**Problem requirements**
All that is needed is each line of the entries holding the word "below", copied as it stands.

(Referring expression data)
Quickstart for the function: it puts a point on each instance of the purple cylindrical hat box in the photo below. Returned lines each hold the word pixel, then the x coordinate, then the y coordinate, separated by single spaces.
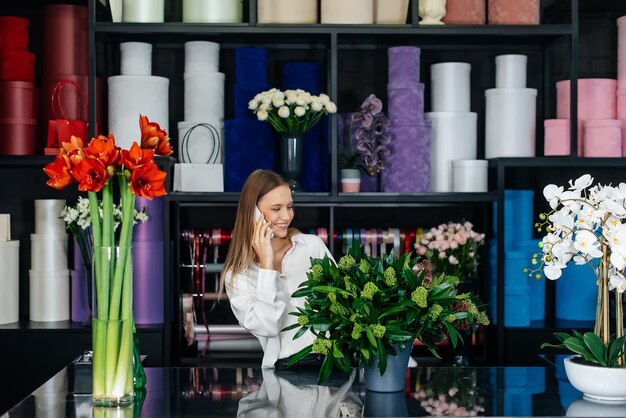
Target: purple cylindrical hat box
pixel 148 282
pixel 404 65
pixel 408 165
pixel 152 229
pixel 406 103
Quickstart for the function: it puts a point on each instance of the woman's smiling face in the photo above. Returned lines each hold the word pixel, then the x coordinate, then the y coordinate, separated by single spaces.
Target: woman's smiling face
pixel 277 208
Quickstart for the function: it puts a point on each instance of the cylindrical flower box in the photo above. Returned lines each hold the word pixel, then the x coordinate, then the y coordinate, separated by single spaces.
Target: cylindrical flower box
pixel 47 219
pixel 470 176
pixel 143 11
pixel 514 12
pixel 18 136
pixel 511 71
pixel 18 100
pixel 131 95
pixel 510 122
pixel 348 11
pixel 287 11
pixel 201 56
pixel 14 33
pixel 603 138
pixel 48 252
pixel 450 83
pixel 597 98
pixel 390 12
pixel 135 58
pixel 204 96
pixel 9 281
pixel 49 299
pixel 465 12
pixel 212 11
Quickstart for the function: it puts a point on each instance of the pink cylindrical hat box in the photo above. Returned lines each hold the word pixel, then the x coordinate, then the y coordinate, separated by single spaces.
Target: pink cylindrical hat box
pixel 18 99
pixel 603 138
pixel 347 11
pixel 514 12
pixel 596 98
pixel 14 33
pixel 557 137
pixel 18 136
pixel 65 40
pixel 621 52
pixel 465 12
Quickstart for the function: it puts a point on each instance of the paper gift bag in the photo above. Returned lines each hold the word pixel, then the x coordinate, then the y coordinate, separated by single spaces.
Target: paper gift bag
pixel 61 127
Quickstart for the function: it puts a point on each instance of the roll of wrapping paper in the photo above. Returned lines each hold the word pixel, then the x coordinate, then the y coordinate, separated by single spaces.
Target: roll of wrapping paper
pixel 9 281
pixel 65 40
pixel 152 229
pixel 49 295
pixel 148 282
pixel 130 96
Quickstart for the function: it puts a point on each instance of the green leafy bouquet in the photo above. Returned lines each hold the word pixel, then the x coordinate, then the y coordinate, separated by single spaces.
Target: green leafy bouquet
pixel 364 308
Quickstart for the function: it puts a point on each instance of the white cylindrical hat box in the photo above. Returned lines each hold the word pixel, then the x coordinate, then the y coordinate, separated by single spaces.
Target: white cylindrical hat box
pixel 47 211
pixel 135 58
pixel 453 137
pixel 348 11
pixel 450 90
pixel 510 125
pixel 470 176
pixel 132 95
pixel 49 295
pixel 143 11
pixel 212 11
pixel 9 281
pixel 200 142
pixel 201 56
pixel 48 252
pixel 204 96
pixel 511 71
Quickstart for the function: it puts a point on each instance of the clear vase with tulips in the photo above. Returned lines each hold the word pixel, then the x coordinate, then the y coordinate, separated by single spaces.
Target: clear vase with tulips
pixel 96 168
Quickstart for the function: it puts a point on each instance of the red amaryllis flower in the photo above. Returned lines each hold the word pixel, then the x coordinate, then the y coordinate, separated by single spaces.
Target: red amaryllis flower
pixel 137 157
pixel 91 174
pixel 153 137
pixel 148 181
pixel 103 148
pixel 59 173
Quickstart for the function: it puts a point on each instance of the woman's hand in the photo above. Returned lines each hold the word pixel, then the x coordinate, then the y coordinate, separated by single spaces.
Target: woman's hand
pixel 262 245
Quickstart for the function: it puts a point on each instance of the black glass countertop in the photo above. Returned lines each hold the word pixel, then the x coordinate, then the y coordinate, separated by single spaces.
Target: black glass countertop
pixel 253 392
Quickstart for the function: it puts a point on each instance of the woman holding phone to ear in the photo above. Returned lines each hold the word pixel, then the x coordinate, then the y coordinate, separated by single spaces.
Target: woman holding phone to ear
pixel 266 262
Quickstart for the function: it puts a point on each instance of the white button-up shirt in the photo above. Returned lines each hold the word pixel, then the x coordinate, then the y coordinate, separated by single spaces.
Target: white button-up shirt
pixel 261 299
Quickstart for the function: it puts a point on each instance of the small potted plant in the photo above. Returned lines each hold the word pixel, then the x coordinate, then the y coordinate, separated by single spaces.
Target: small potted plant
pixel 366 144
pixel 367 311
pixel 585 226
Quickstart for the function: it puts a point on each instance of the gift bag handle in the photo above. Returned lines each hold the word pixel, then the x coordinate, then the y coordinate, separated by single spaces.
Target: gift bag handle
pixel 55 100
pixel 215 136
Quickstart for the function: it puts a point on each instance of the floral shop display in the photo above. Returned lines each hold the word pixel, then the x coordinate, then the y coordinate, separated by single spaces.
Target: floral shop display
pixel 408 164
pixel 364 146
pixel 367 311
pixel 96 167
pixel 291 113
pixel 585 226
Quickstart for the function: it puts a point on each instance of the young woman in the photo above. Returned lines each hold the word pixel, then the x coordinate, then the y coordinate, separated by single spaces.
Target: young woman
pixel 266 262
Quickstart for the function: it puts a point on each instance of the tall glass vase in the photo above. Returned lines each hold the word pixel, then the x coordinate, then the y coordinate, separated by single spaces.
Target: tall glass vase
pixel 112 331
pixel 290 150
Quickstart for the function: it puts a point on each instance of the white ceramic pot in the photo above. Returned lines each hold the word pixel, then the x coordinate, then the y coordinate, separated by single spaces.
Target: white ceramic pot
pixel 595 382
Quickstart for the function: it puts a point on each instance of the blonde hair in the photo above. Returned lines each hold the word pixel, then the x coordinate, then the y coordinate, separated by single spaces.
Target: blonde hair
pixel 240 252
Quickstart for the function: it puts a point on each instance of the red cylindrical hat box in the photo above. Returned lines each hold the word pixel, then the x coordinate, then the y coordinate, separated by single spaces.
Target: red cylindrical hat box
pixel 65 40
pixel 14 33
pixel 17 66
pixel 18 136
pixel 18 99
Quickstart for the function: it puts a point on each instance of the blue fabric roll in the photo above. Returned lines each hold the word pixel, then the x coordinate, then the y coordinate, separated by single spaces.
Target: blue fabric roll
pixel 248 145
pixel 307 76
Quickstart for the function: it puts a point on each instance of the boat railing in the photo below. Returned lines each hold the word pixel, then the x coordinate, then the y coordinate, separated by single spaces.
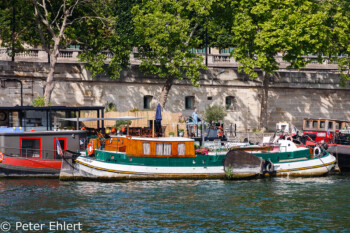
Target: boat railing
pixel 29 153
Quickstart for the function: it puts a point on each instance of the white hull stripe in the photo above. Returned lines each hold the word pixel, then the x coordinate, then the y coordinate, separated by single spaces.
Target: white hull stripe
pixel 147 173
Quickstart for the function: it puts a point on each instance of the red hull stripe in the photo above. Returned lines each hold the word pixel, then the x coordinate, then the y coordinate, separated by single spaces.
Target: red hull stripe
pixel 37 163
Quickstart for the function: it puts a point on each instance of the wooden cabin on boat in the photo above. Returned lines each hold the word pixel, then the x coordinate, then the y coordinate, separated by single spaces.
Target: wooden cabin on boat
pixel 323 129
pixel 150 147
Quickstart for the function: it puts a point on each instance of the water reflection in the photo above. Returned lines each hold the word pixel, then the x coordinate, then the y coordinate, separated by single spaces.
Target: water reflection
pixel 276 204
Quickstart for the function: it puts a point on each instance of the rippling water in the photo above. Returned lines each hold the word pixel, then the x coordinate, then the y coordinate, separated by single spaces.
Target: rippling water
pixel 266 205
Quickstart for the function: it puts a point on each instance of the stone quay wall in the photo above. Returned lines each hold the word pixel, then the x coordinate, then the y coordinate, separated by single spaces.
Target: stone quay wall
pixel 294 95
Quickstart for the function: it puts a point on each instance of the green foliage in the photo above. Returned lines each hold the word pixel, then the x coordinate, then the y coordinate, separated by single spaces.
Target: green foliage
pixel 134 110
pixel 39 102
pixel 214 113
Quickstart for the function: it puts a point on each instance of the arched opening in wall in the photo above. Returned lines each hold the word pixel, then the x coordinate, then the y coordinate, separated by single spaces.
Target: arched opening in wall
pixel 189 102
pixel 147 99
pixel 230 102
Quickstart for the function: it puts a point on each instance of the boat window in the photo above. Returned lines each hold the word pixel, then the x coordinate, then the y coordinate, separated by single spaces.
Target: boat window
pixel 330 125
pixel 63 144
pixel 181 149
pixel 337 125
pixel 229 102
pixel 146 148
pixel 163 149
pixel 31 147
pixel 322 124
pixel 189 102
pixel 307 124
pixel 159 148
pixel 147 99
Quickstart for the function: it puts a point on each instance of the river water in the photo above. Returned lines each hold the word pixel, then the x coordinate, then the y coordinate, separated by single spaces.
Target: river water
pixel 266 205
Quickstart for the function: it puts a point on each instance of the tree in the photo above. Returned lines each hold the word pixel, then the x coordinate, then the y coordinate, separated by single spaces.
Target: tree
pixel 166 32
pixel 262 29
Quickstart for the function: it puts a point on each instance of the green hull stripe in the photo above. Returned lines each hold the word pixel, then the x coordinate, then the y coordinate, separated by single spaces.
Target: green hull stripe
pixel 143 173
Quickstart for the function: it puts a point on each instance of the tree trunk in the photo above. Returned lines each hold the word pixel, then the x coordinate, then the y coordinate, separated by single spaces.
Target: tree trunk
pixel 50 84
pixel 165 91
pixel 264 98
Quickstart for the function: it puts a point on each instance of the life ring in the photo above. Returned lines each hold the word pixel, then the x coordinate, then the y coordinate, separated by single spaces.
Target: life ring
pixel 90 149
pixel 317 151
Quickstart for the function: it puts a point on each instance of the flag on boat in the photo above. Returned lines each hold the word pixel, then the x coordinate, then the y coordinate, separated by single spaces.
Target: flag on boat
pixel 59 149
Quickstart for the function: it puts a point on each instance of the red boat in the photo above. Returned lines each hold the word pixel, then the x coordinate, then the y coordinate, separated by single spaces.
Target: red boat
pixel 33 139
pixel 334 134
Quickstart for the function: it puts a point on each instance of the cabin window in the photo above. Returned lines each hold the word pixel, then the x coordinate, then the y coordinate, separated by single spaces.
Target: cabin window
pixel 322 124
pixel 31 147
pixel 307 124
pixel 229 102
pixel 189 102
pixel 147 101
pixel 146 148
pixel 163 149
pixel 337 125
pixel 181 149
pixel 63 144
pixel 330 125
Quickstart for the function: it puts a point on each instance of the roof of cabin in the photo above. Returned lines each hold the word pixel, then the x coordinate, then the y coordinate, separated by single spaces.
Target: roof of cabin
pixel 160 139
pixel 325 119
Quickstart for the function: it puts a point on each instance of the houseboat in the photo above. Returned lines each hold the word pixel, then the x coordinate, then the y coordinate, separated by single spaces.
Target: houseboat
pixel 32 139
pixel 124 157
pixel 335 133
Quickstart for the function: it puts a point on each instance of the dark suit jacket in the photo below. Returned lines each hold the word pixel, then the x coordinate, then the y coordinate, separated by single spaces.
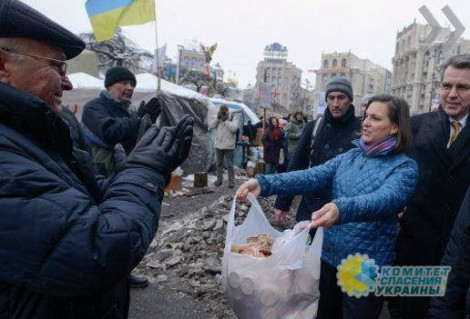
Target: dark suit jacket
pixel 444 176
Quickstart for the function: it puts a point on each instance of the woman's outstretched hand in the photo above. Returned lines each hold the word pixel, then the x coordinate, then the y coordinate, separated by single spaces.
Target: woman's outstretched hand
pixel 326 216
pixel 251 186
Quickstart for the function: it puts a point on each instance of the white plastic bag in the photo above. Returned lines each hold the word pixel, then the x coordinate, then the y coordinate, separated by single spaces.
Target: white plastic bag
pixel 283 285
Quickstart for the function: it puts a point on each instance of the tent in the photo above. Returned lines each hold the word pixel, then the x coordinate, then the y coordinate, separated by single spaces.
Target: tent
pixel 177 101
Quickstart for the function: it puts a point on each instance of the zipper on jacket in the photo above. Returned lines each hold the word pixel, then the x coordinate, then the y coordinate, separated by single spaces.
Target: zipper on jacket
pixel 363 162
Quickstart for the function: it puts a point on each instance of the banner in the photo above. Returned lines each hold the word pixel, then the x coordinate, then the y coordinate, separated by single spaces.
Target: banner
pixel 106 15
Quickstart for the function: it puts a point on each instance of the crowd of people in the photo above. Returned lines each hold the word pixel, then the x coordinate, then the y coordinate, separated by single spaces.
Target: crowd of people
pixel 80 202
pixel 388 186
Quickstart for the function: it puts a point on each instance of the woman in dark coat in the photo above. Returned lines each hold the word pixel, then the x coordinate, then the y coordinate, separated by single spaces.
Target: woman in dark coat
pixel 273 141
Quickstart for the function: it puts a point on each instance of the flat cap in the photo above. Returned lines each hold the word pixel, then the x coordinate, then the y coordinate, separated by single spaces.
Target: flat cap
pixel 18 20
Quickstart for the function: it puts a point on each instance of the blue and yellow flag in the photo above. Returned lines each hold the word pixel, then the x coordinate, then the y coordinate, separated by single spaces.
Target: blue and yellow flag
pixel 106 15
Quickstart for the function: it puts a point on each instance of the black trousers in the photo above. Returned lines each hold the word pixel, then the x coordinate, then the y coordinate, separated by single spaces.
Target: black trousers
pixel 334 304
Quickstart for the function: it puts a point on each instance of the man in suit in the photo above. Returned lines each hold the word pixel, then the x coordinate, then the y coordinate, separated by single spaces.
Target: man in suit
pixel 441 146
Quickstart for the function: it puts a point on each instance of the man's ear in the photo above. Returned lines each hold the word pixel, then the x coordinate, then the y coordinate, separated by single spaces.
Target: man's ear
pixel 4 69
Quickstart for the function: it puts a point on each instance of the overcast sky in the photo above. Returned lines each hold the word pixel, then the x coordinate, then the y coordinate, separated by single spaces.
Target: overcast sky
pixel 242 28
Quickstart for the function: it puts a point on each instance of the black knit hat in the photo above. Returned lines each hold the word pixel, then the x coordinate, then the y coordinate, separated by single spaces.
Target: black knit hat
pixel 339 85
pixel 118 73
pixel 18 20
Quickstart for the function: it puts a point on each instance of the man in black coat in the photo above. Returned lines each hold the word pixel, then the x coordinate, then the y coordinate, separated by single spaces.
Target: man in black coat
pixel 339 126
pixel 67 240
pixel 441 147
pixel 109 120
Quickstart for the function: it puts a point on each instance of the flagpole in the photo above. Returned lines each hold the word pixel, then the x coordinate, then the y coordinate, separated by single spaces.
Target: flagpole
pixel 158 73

**Answer**
Quickstart for the function: it puts a point on each instance of the purple cylindrical hat box in the photo below. Returned lines each hold the word pixel, then the x coordinate, then the y coordinate, separated by single spaces.
Quickstart for the function: it puts a point on each instance of the boat railing in the photo below. Returned lines each hold the word pixel, then the x coordinate, then the y coordinate, separated by single spaces.
Quickstart for the function: it puts a point on each instance of the dark suit jacket in the photo below. Returned lines each hold the word pixel, then the x coordinate, then the y coordinate, separated by single spaces.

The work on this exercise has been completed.